SHORT TASK A:
Answer these questions from the passage on star temperatures and colors, one answer per line:
(i) What temperature does the passage give for UY Scuti?
(ii) Which star does the passage name as the closest to our solar system?
(iii) What color are the coldest stars?

DOCUMENT SECTION:
***

Being a large start does not mean it is the hottest star, The largest known star is UY Scuti which is a massive 1,708 times times larger than our Sun but is cooler than our Sun. UY Scuti is only 3,365 K compared to our sun at 5,778 K. The reason for the difference is that the Suns' gravity is holding the Sun in and thereby causing the Sun's atoms to hot up.
Smaller stars are not necessarily hotter, the closest star to our solar system, Proxima Centauri is a red small red dwarf star whose temperature is about 3,042K, not far off the temperature of UY Scuti.
Colours of Stars
The temperatures of the stars follow the colours of the rainbow, (Red, Orange, Yellow, Green, Blue, Indigo, Violet). The coldest stars are red and the hottest stars are blue.
Green Stars
You might what might be a mistake with the diagram, there's green and there's no green stars. There are technically green stars but we can't see them. Stars give off a range of colours rather than one specific colour. Green being slap bang in the middle will be polluted by other colours and not appear green, in fact they'll appear white because of light pollution. Our Sun although it looks yellow in the sky, it looks white in space could really be a green star if it only gave off line in one colour.

***

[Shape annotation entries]

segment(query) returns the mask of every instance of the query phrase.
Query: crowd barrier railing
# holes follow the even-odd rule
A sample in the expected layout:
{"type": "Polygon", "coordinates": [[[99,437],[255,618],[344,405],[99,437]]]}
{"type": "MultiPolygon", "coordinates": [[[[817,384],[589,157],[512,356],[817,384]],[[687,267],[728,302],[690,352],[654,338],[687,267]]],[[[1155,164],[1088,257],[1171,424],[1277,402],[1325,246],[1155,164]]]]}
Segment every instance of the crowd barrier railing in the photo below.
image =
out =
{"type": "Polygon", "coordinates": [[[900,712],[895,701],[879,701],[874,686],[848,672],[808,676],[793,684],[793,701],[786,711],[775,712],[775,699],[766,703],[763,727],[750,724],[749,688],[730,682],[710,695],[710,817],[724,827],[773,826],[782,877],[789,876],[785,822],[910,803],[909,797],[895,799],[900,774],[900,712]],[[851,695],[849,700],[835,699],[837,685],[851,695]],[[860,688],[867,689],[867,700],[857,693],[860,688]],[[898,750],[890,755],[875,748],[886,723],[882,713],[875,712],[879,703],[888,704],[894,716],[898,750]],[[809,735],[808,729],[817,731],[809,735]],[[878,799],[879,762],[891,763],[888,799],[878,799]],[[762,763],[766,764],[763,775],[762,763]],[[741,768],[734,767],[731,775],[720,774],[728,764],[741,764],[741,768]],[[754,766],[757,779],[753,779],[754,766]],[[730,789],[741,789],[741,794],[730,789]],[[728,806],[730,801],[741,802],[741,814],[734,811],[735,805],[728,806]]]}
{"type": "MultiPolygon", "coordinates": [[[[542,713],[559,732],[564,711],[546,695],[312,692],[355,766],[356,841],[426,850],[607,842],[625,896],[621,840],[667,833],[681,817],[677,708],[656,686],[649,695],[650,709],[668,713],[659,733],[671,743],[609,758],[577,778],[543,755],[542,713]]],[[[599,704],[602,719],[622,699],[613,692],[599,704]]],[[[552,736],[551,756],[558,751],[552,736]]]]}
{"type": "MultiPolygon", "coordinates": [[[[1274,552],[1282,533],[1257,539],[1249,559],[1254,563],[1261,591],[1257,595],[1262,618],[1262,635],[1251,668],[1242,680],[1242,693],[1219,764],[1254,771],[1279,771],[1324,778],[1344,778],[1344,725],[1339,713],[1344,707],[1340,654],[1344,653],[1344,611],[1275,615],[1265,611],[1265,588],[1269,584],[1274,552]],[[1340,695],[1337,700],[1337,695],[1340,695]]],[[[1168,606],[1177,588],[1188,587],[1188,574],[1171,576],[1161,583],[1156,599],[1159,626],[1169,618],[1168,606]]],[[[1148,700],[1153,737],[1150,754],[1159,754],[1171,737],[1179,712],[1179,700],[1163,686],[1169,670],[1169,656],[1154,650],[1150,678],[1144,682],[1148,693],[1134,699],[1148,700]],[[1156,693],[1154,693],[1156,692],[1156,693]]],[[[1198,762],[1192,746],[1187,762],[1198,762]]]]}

***

SHORT TASK B: Return each line of the records that contains the word "every".

EXERCISE RESPONSE A:
(i) 3,365 K
(ii) Proxima Centauri
(iii) Red

EXERCISE RESPONSE B:
segment(query) returns the mask of every instance of the query phrase.
Segment every instance of the crowd barrier railing in the photo below.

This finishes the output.